Extracted text
==========
Ernest was no mean competitor on the bike
himself, winning several stages in the Tour de
France Cyclotouriste and placing well in many
other cyclotouring competitions, also with his
wife Leone on the tandem.

In 1962, Alex Singer retired and Ernest Csuka
took over the shop. It was a difficult time for
bicycles, and in many years, only a dozen
custom-built machines left the shop in Levallois.
Roland began to work for Renault, and only came
in on Saturdays to work on a frame if there was
one on order. As always, Ernest made the
braze-ons, the racks, the custom stems and
assembled the bikes. The shop kept above water by
selling sporting goods in addition to bicycles.
Singers were favored by many randonneurs, and
many of them were ridden in Paris-Brest-Paris and
other famous events.

The 1970s saw a new popularity for cycling, and
up to 120 frames and bikes were made in a year,
but the 1980s saw new brands and new materials
become popular. When Roland died in the
mid-1990s, Cycles Alex Singer continued to potter
along, with most orders coming from Japan. A few
years ago, Ernest retired and handed the shop
over to his son, Olivier. Custom bicycles have
seen somewhat of a resurgence, with orders from
France, the United States and Japan, but the
output has remained small. When I last visited
earlier this year, Ernest still came into the
shop and worked on the bikes every day.

Ernest will be missed not only as an incredible
fount of knowledge about cycling, but also for
his wit, humor and friendship. Until he suffered
a stroke in 2008, he rode his bike every Sunday,
rain or shine, with his friends from the ACBO
(Amicale Cyclotouriste de la Banlieue Ouest -
Cyclotouring Friends of the Western Suburbs). I
have been lucky to join him on many of these
rides over the years, and not only marvelled at
his mastery of the bike (even at age 80, he still
had some of his famous sprint left), but also
laughed at the many jokes shared by this
tight-knit group of friends. "Nénès," as he was
called by his friends, will be missed by all. As
they say, they don't make them like this any

Jan Heine
Bicycle Quarterly

S.K.Eldersveld said...
==========
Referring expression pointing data
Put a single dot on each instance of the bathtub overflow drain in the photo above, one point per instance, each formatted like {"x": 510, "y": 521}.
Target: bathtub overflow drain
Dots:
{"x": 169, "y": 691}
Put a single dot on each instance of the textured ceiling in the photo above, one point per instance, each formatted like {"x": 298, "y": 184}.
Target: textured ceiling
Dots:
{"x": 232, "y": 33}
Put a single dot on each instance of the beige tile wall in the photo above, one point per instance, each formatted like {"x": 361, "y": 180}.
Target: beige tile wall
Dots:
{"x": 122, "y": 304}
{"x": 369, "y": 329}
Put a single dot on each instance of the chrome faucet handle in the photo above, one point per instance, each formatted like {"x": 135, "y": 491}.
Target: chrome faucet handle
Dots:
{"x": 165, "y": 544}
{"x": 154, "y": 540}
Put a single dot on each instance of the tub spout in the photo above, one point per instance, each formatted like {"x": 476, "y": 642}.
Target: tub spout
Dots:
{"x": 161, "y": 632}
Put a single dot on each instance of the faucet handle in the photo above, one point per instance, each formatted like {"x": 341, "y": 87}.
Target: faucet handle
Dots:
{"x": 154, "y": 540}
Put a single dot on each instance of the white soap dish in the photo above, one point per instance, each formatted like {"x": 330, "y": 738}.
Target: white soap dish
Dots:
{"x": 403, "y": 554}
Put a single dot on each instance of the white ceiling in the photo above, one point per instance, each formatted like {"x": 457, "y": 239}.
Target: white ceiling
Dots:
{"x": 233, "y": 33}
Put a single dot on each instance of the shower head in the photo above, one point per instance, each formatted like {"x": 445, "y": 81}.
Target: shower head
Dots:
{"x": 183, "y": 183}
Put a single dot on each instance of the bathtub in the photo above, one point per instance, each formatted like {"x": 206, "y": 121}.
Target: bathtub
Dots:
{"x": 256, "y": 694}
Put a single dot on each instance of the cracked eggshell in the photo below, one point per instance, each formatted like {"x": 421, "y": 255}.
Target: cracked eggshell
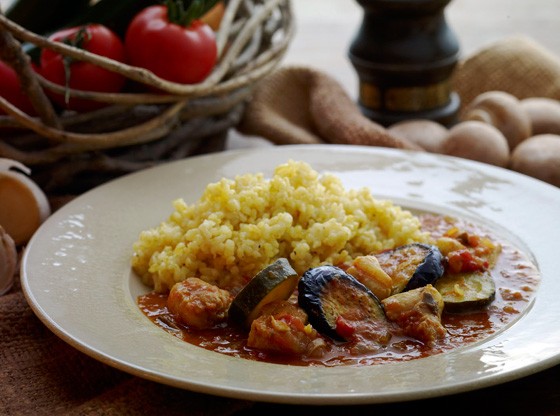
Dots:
{"x": 8, "y": 261}
{"x": 24, "y": 205}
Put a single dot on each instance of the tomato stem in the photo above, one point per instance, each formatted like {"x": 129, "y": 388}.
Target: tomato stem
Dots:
{"x": 78, "y": 40}
{"x": 184, "y": 12}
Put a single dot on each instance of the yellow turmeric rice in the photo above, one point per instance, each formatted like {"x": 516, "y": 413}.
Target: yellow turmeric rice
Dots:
{"x": 240, "y": 226}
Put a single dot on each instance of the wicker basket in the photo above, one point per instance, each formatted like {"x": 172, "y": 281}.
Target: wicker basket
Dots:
==========
Task requirements
a. In the piece on Ernest Csuka, who took over the shop when Alex Singer retired in 1962?
b. Reproduce the piece on Ernest Csuka between "In 1962, Alex" and "shop in Levallois.", inclusive.
c. Write the next part of the piece on Ernest Csuka, picking up where it stops.

Exercise results
a. Ernest Csuka

b.
In 1962, Alex Singer retired and Ernest Csuka
took over the shop. It was a difficult time for
bicycles, and in many years, only a dozen
custom-built machines left the shop in Levallois.

c.
I remember first visiting the Singer shop in Levallois Perret near Paris in 2002 to order a chrome camping bike. Mr. Csuka was a great host. After chatting about bicycles and rides in france for some time I recall asking him what he thought of Nicolas Sarkozy who had been mayor of Neuilly-sur-Seine a nearby city and who was then French Minister of the Interior, but was rumored to have his eye on the Presidency of France. He said (translation) "I don't concern myself much with politics these days, but Monsieur Sarkozy has one of my bikes and another on order". Sure enough, he then showed me the "sur-measure" custom order form for a new randonneuse for Sarkozy (as I recall, Sarkozy is about 5' 6" tall). Earnst then invited me upstairs for coffee and cake with Olivier, his son. Visiting his shop was always first on my list of places to visit when I was in Paris. He will be greatly missed.

Ian Kersey said...

During my son's 7th Grade French Class trip to France in 2006, we snuck away from the tour for an afternoon visit to the Alex Singer shop in Levallois.

I had received a copy of Jan Heine's The Golden Age of Handbuilt Bicycles the Christmas before and wanted to make the pilgrimage to see the shop.

M. Csuka, pere et fils, were charming hosts and were impressed that I had brought along Jan's book. When I asked Ernest to sign the center spread (pp. 86-7) showing him and his wife, Leone, racing near Brussels on a tandem in 1953, he was bemused, but good naturedly signed it; noting that the bike in the picture was sitting in the corner of the showroom, 6ft behind me!

He and Olivier then took my son and me on a backroom tour of the shop.

While I purchased a Singer jersey and several water bottles, my biggest regret today upon learning of Ernest's passing has been procrastinating in completing and submitting the "Fabrication de cycles sur mesure" form that I also picked up at the shop.

Lesson learned, albeit sadly and belatedly: Carpe Diem!

Anonymous said...

The pictured bike just looks so perfect.

Steve Fuller said...

A great loss for the bicycling world. True craftsmen seem to be few and far between these days.

superfreak said...

he will definately be missed. best of luck to oliver.
thx superfreak

Anonymous said...

Jesus H Criest that is a very , very beautiful bike.